_About this exercise_.
Continue the first-person account of a changed workday in medicine, starting after its final sentence.

_Source text_.
The first thing that strikes me is the vacant parking lot. Even at 6:45 a.m. on a typical day, our office lot is speckled with parked cars and delivery trucks. Today it looks and feels more like a weekend day, like I am making an unplanned trip to the office to retrieve something I left behind.

I detour to the rear of our building so I can enter through the door where our staff waits to take my temperature: 98.5. I’m cleared to proceed to my office, which sits across from a row of exam rooms. When I arrive, one exam room door is usually closed, signaling that my medical assistant is preparing my first patient for their visit. Today, both of my rooms have open doors, and are dark inside. Vacant. The hallways, usually filled with staffers preparing rooms and stocking supplies, are empty and silent.

I log on to my office computer, which is where my practice lives now, and for the foreseeable future. We have adapted our workflow, from check-in through medication review, preventive health screening, and then my visit—to an almost all virtual process. On the rare occasion when an actual patient comes in with something which requires direct examination, it feels like awakening from a surreal dream. I savor the encounter, uncertain when the next one will be.

Connections with patients are difficult to nurture right now, and connections with colleagues are even more challenged. Along the clinicians’ office corridor, doors which we used to stroll in and out of for consultations or just to say hello, are all closed, as we each carry on behind those doors with our virtual practices. We hold staff meetings on the phone too, even though we are all in the same building. Face time still feels so remote.

Jason

There is a palpable anxiety beneath the strange quiet. I can feel it when I enter the hospital building each morning after being screened for a fever, and when I walk home each evening across the empty university campus.

Morning rounds, once a social routine with large teams of fellows, residents, medical students and advanced practice providers greeting patients in their rooms, is now brisk and pragmatic. No more than two people are allowed in the room. We now wear masks at all times and stand at a distance from each other and our patients. We refrain from any physical touch.

_Natural language region descriptions_.
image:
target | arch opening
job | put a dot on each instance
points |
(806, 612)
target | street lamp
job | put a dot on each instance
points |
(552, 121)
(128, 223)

_Answer box_.
No one on our team feels ill, but no one knows if they are an asymptomatic carrier. On the rare occasions we aren’t terrified of making someone else sick, we fear being at risk ourselves.

Every hour, our phones light up with emails outlining new alerts and policies. It is difficult to stay up with the pace at which everything is changing. We constantly flip through news about Italy and New York, and wonder if this is the day it begins in Philadelphia.

It’s called the calm before the storm, but it doesn’t feel especially calm. Visitors and students are no longer permitted. All elective operations and office visits have been postponed, meaning anyone who needs treatment, but can survive without it for now, is waiting at home until it is safe again.

We take all of these measures in hopes of ensuring that when patients with CoVID-19 arrive in respiratory distress in unpredictable numbers, we will have enough beds, ventilators, and protective gear. Running out of supplies is something we never had to think about before. We reflect on how much has changed in so little time.

Together

We look to our colleagues for support, wherever they may be. We find camaraderie in social media connections, seek solace in reading and writing. We find common ground in what we all are doing to fight the virus. We write to each other, always replying eagerly. We look for better ways to share information with fellow providers, and also the public.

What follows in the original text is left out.